TASK STATEMENT:
Determine how many lines in the data below contain the string "tree". Respond with the number alone.

INPUT ROWS:
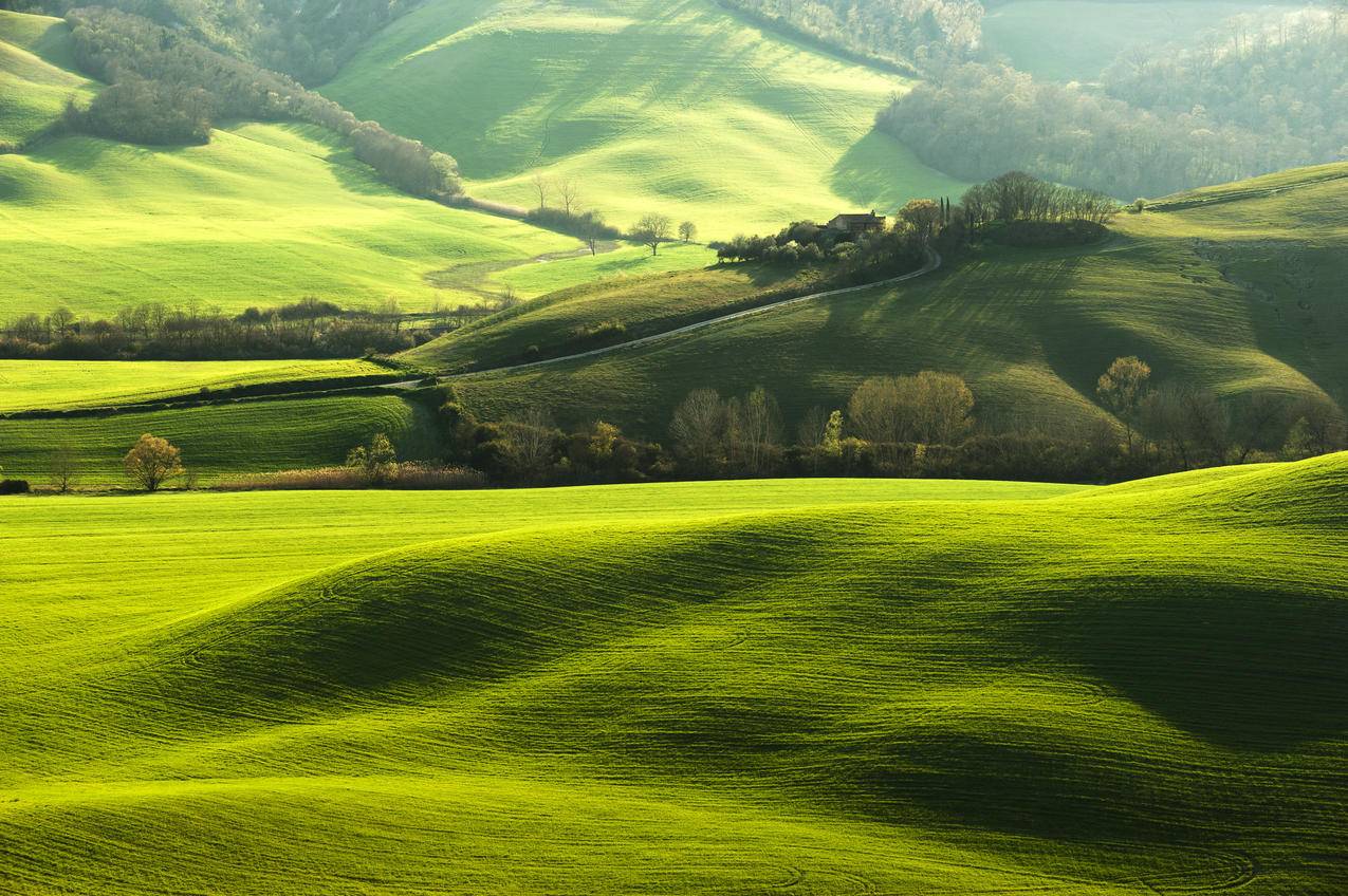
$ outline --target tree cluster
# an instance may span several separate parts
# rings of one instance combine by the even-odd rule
---
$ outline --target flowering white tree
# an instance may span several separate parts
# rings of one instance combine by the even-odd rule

WORKED SOLUTION:
2